|
|  |
Printer Friendly
Text Version Email Page
| October 5, 2007 |
|
Dear Colleagues:
I want to first thank you for your continued patience and support during these challenging times and to say how deeply grateful and blessed I am to work alongside such dedicated employees.
I also want to brief you about the new comprehensive budget agreement and what to expect in the weeks ahead. The agreement (see attached summary) includes a 30-day continuation budget that keeps government running without interruption and protects the work you do that is so important to citizens; and it allows the Legislature to finalize the 2008 departmental budgets, which I will sign into law later this month. This plan includes $1.35 billion in new revenue that will allow us to keep moving our aggressive economic plan forward to diversify Michigan's economy. The additional revenue will help bring more companies to Michigan that will create good-paying jobs in cutting-edge industries like alternative energy and advanced automotive manufacturing; and it will help us train workers for existing job vacancies.

[Excerpts of bounding box data]

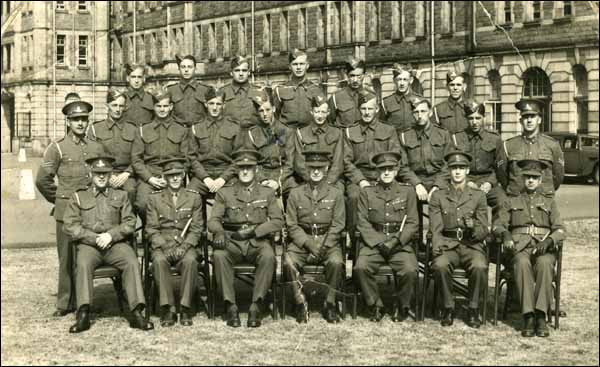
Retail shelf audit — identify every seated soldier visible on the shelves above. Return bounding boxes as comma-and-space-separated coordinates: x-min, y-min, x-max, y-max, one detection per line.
429, 151, 488, 328
145, 157, 203, 327
283, 150, 346, 323
354, 152, 419, 321
208, 149, 283, 327
64, 152, 154, 333
494, 160, 565, 337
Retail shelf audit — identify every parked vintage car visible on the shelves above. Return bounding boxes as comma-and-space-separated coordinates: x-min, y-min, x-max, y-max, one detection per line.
547, 132, 599, 185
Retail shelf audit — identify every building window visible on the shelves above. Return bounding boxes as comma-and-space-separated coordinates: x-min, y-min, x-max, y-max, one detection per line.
77, 36, 88, 66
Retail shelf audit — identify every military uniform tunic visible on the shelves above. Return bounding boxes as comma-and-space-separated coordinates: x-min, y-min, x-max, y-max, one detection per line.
429, 184, 488, 309
145, 188, 204, 307
208, 182, 283, 304
354, 181, 419, 308
64, 187, 145, 310
35, 133, 102, 310
283, 182, 346, 304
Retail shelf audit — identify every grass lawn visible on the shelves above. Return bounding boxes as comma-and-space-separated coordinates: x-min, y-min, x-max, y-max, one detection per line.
1, 220, 599, 365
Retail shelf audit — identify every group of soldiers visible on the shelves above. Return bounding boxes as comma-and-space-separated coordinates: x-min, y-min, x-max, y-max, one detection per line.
36, 50, 564, 336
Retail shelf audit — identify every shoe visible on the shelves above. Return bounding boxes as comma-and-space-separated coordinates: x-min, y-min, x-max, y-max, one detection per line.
467, 307, 481, 329
179, 306, 194, 326
535, 311, 550, 338
246, 303, 262, 327
296, 303, 308, 324
521, 313, 535, 338
325, 303, 340, 324
392, 305, 409, 322
69, 305, 91, 333
440, 308, 454, 326
369, 305, 384, 322
160, 305, 177, 327
129, 310, 154, 331
227, 305, 242, 327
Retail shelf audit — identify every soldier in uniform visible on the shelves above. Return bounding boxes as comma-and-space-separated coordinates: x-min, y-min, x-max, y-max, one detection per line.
275, 49, 323, 129
343, 90, 400, 231
189, 88, 240, 196
452, 101, 505, 216
381, 63, 423, 134
168, 55, 210, 127
329, 57, 366, 129
131, 89, 195, 221
35, 101, 102, 316
494, 160, 565, 337
208, 149, 283, 327
429, 151, 488, 328
145, 157, 204, 327
123, 64, 154, 126
283, 150, 345, 323
496, 99, 565, 197
222, 56, 263, 132
354, 152, 419, 321
285, 96, 344, 192
433, 71, 469, 134
64, 152, 154, 333
87, 89, 137, 205
399, 97, 451, 201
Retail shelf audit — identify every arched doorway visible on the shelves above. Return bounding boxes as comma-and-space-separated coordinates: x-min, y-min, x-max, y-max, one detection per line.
522, 67, 552, 132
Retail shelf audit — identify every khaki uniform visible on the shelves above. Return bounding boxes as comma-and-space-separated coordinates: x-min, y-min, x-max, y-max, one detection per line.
354, 182, 419, 308
131, 116, 195, 218
87, 117, 137, 205
64, 187, 145, 310
283, 182, 345, 304
35, 133, 102, 310
429, 183, 488, 309
167, 80, 210, 127
381, 91, 423, 134
433, 97, 469, 134
208, 181, 283, 304
121, 87, 154, 126
189, 117, 240, 196
496, 134, 565, 197
494, 191, 565, 314
145, 189, 204, 308
398, 124, 452, 191
274, 79, 323, 129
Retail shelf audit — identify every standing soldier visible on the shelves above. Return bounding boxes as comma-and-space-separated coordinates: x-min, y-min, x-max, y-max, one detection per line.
433, 71, 469, 134
381, 63, 423, 134
64, 152, 154, 333
329, 57, 366, 129
87, 89, 137, 205
452, 101, 504, 212
286, 96, 344, 192
429, 152, 488, 328
208, 149, 283, 327
283, 150, 346, 323
354, 152, 419, 321
168, 55, 210, 127
189, 88, 240, 196
275, 49, 323, 129
145, 157, 204, 327
494, 160, 565, 337
123, 64, 154, 126
35, 101, 102, 316
496, 99, 565, 197
222, 56, 262, 131
344, 90, 400, 231
131, 89, 194, 221
399, 97, 451, 201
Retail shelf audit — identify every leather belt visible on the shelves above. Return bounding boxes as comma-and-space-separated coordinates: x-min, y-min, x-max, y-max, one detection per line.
372, 222, 400, 234
299, 223, 330, 236
510, 224, 550, 236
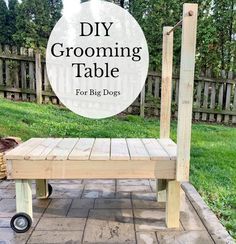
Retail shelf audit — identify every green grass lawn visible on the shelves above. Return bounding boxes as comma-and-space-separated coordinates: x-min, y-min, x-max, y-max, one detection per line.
0, 99, 236, 238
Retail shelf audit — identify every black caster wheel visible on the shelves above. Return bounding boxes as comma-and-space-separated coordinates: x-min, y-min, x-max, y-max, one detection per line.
10, 213, 32, 233
48, 183, 52, 197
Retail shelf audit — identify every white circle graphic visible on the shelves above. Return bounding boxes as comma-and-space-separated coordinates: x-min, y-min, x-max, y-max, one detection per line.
46, 0, 149, 119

→ **SHORT TASK 1**
According to the budget letter, how much new revenue does the plan include?
→ **SHORT TASK 2**
Pull out each line of the listing that contains the string "uniform".

→ **COMPLETE OUTPUT 1**
$1.35 billion

→ **COMPLETE OUTPUT 2**
Retail shelf audit — identify every military uniform tunic visible on the shelves above. Return bounding boxes as comma-and-space-separated coordinates: x-min, y-min, x-max, y-max, one detection per line.
Retail shelf audit — identify every soldier in uniform visible on the shelves above. Return bounding boxes as comma-and-space-separated coordinates: x-min, y-min, x-max, y-max, one detection per line.
Retail shelf audit — identify every khaki uniform visible on the shelves above. Return bounding boxes as comma-and-space-separated coordinates: x-min, y-min, x-max, y-max, one detection per line.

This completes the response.